• INDICACIÓN 1:
Reemplaza "Sample" por "Reference" en las líneas del listado que van desde su comienzo hasta la línea con "[(364, 38), (547, 378), (473, 22)]", esta incluida. Deja todo lo demás igual.

• TEXTO MOSTRADO:
-----

Esto es toda nuestra santa religión y por ello estamos aferrados a la Santa Misa. Com­prenderéis ahora mejor quizás de lo que lo comprendisteis hasta hoy por qué defendemos esta Misa, la realidad del Sacrificio de la Misa. Ella es la vida de la Iglesia y la razón de ser de la Encarnación de Nuestro Señor Jesucristo. Y la razón de ser de nues­tra existencia es unirnos a Nuestro Señor Jesucristo en el Sacrificio de la Misa. En­tonces, si se quiere desnaturalizar nuestra Misa, arrancarnos en cierto modo nuestro Sacrificio de la Misa, ¡comenzamos a gritar! Estamos siendo desgarrados y no queremos que se nos separe del Santo Sacrificio de la Misa.
He aquí por qué mantenemos firmemente nuestro Sacrificio de la Misa. Y estamos per­suadidos de que nuestro Santo Padre el Papa no lo ha prohibido y no podrá nunca prohibir que se celebre el Santo Sacrificio de la Misa de siempre.   Por otra parte, el Papa San Pío V dijo de manera solemne y definitiva, que suceda lo que suceda en el futuro no se podría nunca impedir a un sacerdote la celebración de este Sacrificio de la Misa y que todas las excomuniones, todas las sus­pensiones, todas las penas que podrían so­brevenir a un sacerdote por el hecho de cele­brar  este Santo Sacrificio  serían nulas de pleno derecho.  Para el porvenir: "in futuro, in perpetuum".
Por consiguiente, tenemos la conciencia tranquila, pase lo que pase. Si podemos es­tar con la apariencia de la desobediencia, estamos en la realidad de la obediencia. He aquí nuestra situación. Y conviene que la digamos, que la expliquemos, porque somos nosotros los que continuamos la Iglesia. Los que desnaturalizan el Sacrificio de la Misa, los Sacramentos, nuestras oraciones, los que ponen los Derechos del hombre en lugar del Decálogo, que transforman nuestro Credo, son ellos quienes están en la realidad de la desobediencia. Ahora bien, esto es lo que se hace por los nuevos catecismos de hoy. Es por eso que sentimos una pena profunda de no estar en perfecta comunión con los auto­res de estas reformas... ¡y lo lamentarnos infinitamente! Quisiera ir de inmediato a ver a monseñor Rozier para decirle que es­toy en perfecta comunión con él. Pero me es imposible, si monseñor Rozier condena esta Misa que celebramos, poder estar en comunión con él, pues esta Misa es la de la Iglesia. Y los que rechazan esta Misa ya no están en comunión con la Iglesia de siempre.

-----

• DATOS DEL EJERCICIO:
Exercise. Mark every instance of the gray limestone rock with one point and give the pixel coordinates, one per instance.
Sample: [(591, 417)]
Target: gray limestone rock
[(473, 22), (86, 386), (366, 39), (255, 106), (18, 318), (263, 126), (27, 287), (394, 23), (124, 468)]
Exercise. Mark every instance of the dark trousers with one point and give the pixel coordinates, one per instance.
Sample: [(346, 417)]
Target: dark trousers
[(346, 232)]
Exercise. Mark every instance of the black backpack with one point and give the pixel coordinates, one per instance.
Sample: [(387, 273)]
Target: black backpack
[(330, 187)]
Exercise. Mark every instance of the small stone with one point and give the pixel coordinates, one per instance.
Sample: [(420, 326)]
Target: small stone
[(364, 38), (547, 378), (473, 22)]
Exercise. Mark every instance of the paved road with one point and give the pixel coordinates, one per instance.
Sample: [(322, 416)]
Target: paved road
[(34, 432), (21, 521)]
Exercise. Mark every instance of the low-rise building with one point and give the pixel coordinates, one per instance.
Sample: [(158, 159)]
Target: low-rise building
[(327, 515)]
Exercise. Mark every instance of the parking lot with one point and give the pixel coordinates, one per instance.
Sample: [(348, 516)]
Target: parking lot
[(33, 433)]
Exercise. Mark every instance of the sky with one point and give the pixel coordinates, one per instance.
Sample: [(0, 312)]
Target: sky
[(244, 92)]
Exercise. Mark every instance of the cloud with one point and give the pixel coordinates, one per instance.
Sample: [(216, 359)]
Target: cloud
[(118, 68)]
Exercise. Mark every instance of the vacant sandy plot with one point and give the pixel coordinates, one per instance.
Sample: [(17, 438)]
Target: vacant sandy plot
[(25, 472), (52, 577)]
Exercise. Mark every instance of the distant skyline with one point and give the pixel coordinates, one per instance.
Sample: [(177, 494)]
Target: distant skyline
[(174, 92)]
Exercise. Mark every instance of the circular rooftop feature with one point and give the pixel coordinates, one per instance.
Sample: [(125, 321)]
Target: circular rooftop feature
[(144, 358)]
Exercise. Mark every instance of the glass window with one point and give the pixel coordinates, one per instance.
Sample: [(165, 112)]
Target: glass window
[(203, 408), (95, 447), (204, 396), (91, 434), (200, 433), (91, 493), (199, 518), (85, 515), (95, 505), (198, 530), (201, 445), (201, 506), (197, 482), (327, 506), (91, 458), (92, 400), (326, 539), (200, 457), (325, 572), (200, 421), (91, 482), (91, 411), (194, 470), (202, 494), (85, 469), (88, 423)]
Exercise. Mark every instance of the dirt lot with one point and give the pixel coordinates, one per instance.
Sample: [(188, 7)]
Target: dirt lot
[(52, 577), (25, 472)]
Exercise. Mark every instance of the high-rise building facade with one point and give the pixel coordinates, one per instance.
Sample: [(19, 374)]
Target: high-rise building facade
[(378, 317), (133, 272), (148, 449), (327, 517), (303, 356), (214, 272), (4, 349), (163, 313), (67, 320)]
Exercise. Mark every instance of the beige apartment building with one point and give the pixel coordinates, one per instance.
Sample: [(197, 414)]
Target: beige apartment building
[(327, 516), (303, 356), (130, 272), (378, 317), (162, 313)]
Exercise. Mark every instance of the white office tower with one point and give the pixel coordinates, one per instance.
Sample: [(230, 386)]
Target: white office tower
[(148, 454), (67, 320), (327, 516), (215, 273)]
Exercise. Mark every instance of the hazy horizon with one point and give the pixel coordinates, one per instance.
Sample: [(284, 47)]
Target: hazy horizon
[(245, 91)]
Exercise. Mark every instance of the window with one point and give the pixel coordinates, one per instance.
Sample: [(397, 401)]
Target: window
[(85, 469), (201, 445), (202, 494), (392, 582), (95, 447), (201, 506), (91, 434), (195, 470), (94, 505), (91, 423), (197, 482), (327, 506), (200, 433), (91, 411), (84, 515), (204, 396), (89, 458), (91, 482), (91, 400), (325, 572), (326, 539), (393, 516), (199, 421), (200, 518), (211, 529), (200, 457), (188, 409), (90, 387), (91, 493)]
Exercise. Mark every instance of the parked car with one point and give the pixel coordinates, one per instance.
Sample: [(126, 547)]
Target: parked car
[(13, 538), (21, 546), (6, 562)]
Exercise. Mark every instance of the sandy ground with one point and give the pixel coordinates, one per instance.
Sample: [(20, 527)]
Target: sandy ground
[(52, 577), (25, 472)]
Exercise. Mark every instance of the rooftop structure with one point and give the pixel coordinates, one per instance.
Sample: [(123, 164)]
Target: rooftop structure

-----

• INDICACIÓN 2:
Sigue escribiendo el texto sobre la defensa de la Misa a partir de su última oración.

• RESULTADO 1:
Exercise. Mark every instance of the gray limestone rock with one point and give the pixel coordinates, one per instance.
Reference: [(591, 417)]
Target: gray limestone rock
[(473, 22), (86, 386), (366, 39), (255, 106), (18, 318), (263, 126), (27, 287), (394, 23), (124, 468)]
Exercise. Mark every instance of the dark trousers with one point and give the pixel coordinates, one per instance.
Reference: [(346, 417)]
Target: dark trousers
[(346, 232)]
Exercise. Mark every instance of the black backpack with one point and give the pixel coordinates, one per instance.
Reference: [(387, 273)]
Target: black backpack
[(330, 187)]
Exercise. Mark every instance of the small stone with one point and give the pixel coordinates, one per instance.
Reference: [(420, 326)]
Target: small stone
[(364, 38), (547, 378), (473, 22)]

• RESULTADO 2:
Es inconcebible que obispos y sacerdotes que fueron ordenados para esta Misa y con esta Misa, que la han celebrado durante qui­zás veinte, treinta años de su vida sacerdotal, la persigan ahora con un odio implacable, nos echen de las iglesias, nos obliguen a decir Misas acá, al aire libre, cuando están hechas para ser celebradas, precisamente, en esas iglesias construidas para decir esas Misas. Y, ¿no es verdad que monseñor Rozier mis­mo dijo a uno de vosotros que si fuéramos herejes y cismáticos nos daría iglesias para celebrar nuestras Misas? Es una cosa inve­rosímil. Y por consiguiente, si ya no estuvié­ramos en comunión con la Iglesia y fuéra­mos herejes o cismáticos, monseñor Rozier nos daría iglesias. Así pues, es evidente que estamos todavía en comunión con la Iglesia.
He ahí una contradicción en su actitud que los condena. Saben perfectamente que esta­mos en la verdad, porque no se puede estar fuera de la verdad cuando se continúa lo que se hizo durante dos mil años, porque se cree únicamente en lo que se creyó durante dos mil años. Esto no es posible.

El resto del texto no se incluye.